SUAS INSTRUÇÕES: No texto sobre os assessores do governador Gladson Cameli, qual percentual de propina aparece no caso do reequilíbrio orçamentário das obras?

TRECHO FORNECIDO:
A relação dos assessores mais próximos do governador Gladson Cameli com empresários é um vômito; é um escárnio. Pelo que foi exposto, eles falavam e transgrediam as regras como se não houvesse leis; como se não houvesse gente e instituições dispostas a preservá-las. E a postura era tal que o suposto esquema criminoso não parou, mesmo após a execução ostensiva da operação policial.
A lógica de que “no Acre, o governo escolhe quem enriquece e quem empobrece” parece ter encontrado a turma perfeita. Há episódios diversos. Desde os já manjados pagamentos rotineiros de boletos, por meio de depósitos fracionados (“smurfing”), até cobrança de propina por parte de secretário de Estado em obra de reforma do prédio de secretaria.
Há acertos de propinas de 12%; ou de 20%, no caso do reequilíbrio orçamentário das obras; ou transferência de dinheiro de uma empresa do primo do governador, que repassa para outra empresa que compra apartamento luxuoso para Gladson em São Paulo.
Nas tabelas de custos das obras, há uso de codinomes: “Gastos Administrativos”, “Joaquim pescador”, “Júlio engenheiro”. Cada um com valores garantidos a cada medição. Há um caso surreal de um suposto pagamento de propina para custear os gastos advocatícios para defesa do governador junto às acusações da própria Operação Ptolomeu.
São três relatos que, em alguma medida, demonstram que estamos diante de um jogo de espelhos. Dependendo do tipo, temos uma imagem ampliada ou mais difusa; temos um ponto focal mais restrito ou um ângulo mais abrangente. O que não se vê é alguém disposto a apresentar um espelho “de trevés”, uma imagem em diagonal, talvez até meio sem forma, mas que o povo pudesse se ver com outra luz.

INFORMAÇÕES EXIBIDAS:

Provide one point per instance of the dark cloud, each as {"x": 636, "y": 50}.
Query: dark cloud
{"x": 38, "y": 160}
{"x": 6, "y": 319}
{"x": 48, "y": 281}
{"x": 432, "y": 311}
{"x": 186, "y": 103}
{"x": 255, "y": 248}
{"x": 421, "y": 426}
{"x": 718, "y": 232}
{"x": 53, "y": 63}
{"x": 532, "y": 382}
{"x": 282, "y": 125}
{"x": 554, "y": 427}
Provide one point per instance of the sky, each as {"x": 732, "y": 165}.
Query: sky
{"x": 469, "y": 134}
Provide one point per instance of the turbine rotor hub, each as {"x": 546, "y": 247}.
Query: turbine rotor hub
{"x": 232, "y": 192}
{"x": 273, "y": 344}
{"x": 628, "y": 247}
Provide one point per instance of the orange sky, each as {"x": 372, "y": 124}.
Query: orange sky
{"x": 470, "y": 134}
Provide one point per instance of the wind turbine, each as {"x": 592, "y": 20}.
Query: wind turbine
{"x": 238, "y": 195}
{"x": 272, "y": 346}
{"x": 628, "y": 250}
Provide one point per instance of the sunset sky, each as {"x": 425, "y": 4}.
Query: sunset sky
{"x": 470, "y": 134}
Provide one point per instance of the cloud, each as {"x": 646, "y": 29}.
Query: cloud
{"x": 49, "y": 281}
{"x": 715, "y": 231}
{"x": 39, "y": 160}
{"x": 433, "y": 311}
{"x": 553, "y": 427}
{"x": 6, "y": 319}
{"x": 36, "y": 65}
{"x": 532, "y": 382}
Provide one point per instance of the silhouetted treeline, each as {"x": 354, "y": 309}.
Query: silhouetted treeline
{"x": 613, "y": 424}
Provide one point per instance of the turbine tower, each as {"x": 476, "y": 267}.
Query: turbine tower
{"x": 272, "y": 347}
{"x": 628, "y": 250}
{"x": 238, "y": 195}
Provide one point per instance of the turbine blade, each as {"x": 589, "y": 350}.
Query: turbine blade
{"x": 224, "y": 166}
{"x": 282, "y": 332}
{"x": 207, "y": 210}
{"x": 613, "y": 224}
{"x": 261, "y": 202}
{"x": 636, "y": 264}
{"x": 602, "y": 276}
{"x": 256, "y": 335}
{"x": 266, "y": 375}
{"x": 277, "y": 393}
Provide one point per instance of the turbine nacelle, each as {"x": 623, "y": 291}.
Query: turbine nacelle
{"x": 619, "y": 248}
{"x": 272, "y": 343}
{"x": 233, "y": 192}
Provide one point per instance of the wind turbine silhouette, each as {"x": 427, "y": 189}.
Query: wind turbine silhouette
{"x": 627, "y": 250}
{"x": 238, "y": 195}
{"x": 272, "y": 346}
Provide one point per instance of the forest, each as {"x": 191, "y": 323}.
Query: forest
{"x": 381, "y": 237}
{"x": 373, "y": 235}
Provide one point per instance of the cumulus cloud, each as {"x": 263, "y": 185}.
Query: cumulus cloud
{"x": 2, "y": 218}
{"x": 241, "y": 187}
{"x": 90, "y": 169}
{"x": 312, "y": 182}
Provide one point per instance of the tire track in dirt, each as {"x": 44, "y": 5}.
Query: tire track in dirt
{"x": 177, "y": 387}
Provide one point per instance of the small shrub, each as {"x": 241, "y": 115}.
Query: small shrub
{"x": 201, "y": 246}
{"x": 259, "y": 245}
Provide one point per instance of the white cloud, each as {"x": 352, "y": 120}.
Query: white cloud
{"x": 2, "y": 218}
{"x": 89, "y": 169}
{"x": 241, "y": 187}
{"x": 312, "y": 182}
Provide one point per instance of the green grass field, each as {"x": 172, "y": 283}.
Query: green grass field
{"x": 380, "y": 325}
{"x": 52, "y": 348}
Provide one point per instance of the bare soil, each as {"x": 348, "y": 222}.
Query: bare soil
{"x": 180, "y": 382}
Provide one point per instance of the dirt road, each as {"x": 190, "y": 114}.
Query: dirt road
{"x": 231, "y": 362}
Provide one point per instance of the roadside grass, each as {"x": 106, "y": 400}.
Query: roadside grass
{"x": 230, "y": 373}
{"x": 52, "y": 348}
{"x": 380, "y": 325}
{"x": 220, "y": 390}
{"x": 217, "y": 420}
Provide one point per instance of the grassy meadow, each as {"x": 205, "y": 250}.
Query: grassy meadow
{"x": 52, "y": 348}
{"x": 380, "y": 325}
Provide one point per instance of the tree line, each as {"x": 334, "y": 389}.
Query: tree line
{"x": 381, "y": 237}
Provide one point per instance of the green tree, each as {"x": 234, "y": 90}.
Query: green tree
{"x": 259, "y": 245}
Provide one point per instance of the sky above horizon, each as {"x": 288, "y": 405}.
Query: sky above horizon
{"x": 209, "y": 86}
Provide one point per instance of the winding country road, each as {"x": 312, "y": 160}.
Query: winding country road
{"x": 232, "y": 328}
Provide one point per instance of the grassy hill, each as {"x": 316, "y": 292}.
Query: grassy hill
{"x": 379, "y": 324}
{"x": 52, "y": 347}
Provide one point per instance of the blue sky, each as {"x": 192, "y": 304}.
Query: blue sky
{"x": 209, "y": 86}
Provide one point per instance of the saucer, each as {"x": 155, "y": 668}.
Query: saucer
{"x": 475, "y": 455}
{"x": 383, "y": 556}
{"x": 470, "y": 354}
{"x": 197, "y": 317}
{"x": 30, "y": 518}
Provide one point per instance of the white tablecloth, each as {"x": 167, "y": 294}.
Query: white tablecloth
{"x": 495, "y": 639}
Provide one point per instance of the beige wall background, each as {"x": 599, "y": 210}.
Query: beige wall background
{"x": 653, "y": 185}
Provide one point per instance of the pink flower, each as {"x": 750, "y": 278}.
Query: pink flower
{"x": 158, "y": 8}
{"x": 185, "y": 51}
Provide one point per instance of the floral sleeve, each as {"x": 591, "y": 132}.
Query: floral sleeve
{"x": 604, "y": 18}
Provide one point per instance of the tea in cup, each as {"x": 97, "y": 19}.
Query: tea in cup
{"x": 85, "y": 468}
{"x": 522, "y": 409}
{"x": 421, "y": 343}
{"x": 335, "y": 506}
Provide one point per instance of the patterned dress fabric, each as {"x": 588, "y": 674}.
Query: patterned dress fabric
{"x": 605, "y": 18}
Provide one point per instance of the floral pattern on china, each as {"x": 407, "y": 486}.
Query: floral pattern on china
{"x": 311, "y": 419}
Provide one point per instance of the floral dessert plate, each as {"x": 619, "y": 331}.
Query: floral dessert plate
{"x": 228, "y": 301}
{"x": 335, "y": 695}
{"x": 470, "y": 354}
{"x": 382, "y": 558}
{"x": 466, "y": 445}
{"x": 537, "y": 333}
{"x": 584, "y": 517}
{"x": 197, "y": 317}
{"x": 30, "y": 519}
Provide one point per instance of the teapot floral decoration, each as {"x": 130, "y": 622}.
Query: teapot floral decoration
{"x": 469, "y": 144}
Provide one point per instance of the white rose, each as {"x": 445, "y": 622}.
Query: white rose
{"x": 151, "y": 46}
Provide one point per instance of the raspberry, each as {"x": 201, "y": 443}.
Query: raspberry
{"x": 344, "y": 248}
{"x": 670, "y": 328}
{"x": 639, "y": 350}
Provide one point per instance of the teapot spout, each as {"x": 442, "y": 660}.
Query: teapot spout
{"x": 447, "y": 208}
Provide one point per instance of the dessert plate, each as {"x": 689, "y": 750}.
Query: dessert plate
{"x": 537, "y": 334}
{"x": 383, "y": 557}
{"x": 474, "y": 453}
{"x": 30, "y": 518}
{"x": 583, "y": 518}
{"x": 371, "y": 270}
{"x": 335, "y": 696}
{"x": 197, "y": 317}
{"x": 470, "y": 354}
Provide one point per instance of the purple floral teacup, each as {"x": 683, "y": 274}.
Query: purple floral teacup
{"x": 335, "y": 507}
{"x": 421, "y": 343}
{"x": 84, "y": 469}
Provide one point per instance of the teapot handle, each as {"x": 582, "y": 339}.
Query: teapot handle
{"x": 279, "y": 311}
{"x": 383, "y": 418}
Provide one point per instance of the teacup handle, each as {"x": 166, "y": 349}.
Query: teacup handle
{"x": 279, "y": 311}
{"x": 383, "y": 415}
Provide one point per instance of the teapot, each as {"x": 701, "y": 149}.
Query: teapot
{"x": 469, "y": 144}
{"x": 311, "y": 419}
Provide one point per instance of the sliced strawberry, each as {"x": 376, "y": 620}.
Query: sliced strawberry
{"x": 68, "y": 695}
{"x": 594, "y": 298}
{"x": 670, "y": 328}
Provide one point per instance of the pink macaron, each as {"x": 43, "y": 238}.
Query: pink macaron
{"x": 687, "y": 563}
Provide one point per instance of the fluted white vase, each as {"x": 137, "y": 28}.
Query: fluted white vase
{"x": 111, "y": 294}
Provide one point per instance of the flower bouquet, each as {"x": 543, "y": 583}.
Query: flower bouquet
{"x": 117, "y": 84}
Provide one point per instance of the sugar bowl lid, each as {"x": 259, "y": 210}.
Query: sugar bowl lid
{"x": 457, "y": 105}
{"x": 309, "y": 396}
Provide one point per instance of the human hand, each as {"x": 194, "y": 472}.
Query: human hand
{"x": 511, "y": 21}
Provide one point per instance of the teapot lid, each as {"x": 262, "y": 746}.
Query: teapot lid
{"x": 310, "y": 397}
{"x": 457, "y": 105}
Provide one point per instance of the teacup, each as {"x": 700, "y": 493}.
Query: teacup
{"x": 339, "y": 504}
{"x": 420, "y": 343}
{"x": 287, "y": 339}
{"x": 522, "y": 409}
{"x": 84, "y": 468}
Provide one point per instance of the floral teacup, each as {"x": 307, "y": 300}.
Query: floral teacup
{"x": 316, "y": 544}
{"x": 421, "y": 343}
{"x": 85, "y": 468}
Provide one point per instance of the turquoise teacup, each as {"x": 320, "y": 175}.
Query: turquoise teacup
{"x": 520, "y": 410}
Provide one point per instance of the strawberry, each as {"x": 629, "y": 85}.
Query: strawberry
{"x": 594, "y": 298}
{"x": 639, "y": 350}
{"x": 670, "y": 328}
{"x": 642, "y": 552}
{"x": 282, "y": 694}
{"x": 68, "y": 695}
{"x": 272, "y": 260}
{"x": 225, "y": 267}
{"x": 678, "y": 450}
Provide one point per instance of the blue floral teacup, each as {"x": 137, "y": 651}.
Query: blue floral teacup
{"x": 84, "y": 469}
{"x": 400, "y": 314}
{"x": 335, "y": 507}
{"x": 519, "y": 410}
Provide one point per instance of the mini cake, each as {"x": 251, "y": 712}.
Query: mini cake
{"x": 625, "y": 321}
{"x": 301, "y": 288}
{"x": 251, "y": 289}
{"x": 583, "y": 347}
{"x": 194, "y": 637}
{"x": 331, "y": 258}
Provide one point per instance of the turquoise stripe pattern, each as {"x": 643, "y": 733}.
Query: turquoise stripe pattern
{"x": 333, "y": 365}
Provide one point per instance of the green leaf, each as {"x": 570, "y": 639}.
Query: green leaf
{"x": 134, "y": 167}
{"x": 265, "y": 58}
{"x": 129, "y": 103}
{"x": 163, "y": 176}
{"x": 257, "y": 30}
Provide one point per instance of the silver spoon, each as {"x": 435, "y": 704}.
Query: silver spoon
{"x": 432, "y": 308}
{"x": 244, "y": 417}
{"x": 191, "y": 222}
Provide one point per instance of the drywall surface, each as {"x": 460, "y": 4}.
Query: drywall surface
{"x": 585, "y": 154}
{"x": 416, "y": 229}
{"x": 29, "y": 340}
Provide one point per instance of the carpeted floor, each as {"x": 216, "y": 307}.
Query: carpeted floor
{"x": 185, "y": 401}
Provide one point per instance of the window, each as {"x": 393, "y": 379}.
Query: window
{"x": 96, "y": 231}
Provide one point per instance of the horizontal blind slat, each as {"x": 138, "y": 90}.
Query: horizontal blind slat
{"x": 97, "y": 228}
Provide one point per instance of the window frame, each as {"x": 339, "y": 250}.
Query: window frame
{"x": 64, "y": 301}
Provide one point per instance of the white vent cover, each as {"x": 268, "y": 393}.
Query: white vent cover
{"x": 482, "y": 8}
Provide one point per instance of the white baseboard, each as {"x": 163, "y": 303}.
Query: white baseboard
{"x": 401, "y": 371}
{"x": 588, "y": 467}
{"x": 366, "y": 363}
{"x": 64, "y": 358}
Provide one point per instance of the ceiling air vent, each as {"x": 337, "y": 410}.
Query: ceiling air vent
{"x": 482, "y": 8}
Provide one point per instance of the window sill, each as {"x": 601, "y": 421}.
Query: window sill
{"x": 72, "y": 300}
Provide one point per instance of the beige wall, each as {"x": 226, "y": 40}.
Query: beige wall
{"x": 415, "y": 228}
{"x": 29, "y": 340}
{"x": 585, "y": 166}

RESULTADO DO EXERCÍCIO: O percentual é de 20%.